Dataset excerpts on object pointing:
::::::::::

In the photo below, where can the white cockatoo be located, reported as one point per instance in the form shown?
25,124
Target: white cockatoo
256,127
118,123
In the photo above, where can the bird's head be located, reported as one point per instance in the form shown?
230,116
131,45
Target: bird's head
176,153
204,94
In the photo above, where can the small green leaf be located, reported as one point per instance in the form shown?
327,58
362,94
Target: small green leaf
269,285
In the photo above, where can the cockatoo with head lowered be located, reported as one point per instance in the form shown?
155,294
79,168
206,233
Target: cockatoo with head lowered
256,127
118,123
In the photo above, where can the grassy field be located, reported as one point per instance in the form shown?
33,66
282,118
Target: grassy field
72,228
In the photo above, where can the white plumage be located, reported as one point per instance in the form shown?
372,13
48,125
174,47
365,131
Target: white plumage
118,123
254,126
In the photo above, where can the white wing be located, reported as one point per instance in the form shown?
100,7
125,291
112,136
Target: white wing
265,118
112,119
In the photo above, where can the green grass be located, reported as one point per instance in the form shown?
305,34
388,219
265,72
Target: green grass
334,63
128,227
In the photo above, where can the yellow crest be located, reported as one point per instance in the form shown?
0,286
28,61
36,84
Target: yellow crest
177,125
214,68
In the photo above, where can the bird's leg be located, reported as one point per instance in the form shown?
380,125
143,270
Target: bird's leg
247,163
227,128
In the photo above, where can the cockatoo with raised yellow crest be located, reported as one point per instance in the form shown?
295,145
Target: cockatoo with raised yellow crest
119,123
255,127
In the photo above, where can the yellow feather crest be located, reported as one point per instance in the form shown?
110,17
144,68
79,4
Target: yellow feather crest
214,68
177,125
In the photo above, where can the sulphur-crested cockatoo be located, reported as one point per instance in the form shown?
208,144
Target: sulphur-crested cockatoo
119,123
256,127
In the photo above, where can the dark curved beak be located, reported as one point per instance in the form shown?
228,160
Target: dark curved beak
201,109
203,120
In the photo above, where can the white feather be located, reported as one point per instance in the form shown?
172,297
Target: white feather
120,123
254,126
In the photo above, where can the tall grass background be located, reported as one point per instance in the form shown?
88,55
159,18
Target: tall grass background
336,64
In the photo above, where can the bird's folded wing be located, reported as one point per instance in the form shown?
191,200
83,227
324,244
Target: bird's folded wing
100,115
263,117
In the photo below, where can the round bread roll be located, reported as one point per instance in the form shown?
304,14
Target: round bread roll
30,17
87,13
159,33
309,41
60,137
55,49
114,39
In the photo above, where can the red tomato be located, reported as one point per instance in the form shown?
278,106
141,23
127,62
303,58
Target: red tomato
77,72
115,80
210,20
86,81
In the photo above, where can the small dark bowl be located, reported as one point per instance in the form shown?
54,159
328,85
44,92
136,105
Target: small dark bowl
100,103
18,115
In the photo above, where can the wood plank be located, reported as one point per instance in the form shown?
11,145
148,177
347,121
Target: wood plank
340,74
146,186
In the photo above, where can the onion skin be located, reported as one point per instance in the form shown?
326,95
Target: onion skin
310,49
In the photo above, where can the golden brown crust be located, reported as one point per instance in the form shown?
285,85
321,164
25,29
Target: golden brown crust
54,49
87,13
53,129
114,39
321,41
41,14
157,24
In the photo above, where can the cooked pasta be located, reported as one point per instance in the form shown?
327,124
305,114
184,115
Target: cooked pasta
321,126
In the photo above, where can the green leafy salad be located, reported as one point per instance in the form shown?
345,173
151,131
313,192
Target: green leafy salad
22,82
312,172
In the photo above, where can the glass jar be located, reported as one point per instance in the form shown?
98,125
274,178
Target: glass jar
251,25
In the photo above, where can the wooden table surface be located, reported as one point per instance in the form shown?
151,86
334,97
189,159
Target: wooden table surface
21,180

::::::::::

WHAT THE EXERCISE ASKS
Copy out the full listing exactly.

TASK RESULT
In the photo below, where can the white cockatoo be located, reported as one point per instance in the form shown?
25,124
Target: white cockatoo
256,127
118,123
In the photo above, where can the bird's head be located, reported as one point per instance in the form shown?
230,116
131,45
Target: bird's head
176,153
204,94
In the photo above, where can the small green leaf be located, reported as one point per instance in the form shown?
327,58
362,94
Target: small green leaf
269,285
In the photo above, where can the cockatoo with head lowered be located, reported as one point per instance in the form shown?
155,294
79,168
206,233
Target: cockatoo with head lowered
256,127
118,123
In the photo above, where can the grassy field be located, reported as one point per instance in the form shown?
33,66
282,118
Target: grassy field
72,228
In the photo above, where can the white plumage be located, reported as one point per instance in the form shown?
372,13
48,125
174,47
365,131
Target: white plumage
118,123
254,126
In the photo above, where can the white wing be located, reported as one point per instance in the form shown?
100,7
125,291
112,136
Target: white wing
265,118
112,119
In the photo above, where can the green grass be located, reported as one point per instance in the form shown?
305,34
388,219
265,72
Target: green grass
334,63
128,227
In the photo above, where can the yellow crest be located, reported as one point per instance in the form shown?
0,286
28,61
36,84
Target: yellow crest
177,125
214,68
In the photo above, where can the bird's leg be located, reported as one point per instance in the form shown?
380,125
143,270
Target: bird's leg
247,163
227,128
In the photo above, where can the cockatoo with raised yellow crest be located, reported as one point per instance in the form shown?
295,145
Target: cockatoo with raised yellow crest
119,123
255,127
In the photo above, where can the yellow feather crest be located, reported as one point per instance in the form shown?
110,17
144,68
79,4
Target: yellow feather crest
214,68
177,125
In the photo above, where can the sulphur-crested cockatoo be located, reported as one point per instance in the form shown?
208,144
Target: sulphur-crested cockatoo
119,123
256,127
In the photo above, where can the dark curved beak be located, reported as one point per instance in the form shown?
228,160
Target: dark curved beak
201,109
203,120
In the photo above, where can the white feather be located, reported as one point per instance in the form shown?
172,297
Target: white feather
120,123
254,126
In the photo above, where can the tall grass background be located, reported as one point per instance in the form shown?
88,55
159,18
Target: tall grass background
336,64
In the photo above, where can the bird's folded wing be located, reported as one point per instance in the form shown?
191,200
83,227
324,244
Target: bird's folded wing
100,115
263,117
In the photo below, where can the round bread roll be located, reported as one point per instance in the form shown?
304,14
Target: round bread roll
30,17
87,13
159,33
309,41
60,137
55,49
114,39
In the photo above, where can the red tomato be located, reported as one point per instance in the form shown?
278,106
141,23
127,62
303,58
Target: red tomato
77,72
115,80
210,20
86,81
In the photo above, where can the small dark bowl be located, reported as one point per instance in the form shown?
54,159
328,85
44,92
136,105
Target: small dark bowl
100,103
18,115
In the photo above, where can the wood plank be located, reported as one point per instance in the form shown?
11,145
148,177
347,121
Target: wood plank
340,74
146,186
In the photo above, where can the onion skin be located, reported as one point per instance in the form shown?
326,95
Target: onion skin
310,49
In the photo above, where can the golden brown crust be located, reported as one point per instance in the form shown?
285,85
321,164
25,29
Target: golden brown crust
54,49
87,13
53,129
114,39
321,41
41,14
157,24
In the photo above, where can the cooked pasta be located, reported as one point per instance in the form shown?
327,124
305,114
184,115
Target: cooked pasta
321,126
In the photo above, where can the green leafy salad be located, reported as one point per instance in the form shown?
345,173
151,131
313,192
Target: green leafy salad
22,82
312,172
In the photo above, where can the glass jar be located, reported as one point per instance in the form shown?
98,125
274,178
Target: glass jar
251,25
In the photo above, where can the wooden table surface be located, reported as one point per instance in the form shown?
151,86
334,97
189,159
Target: wooden table surface
21,180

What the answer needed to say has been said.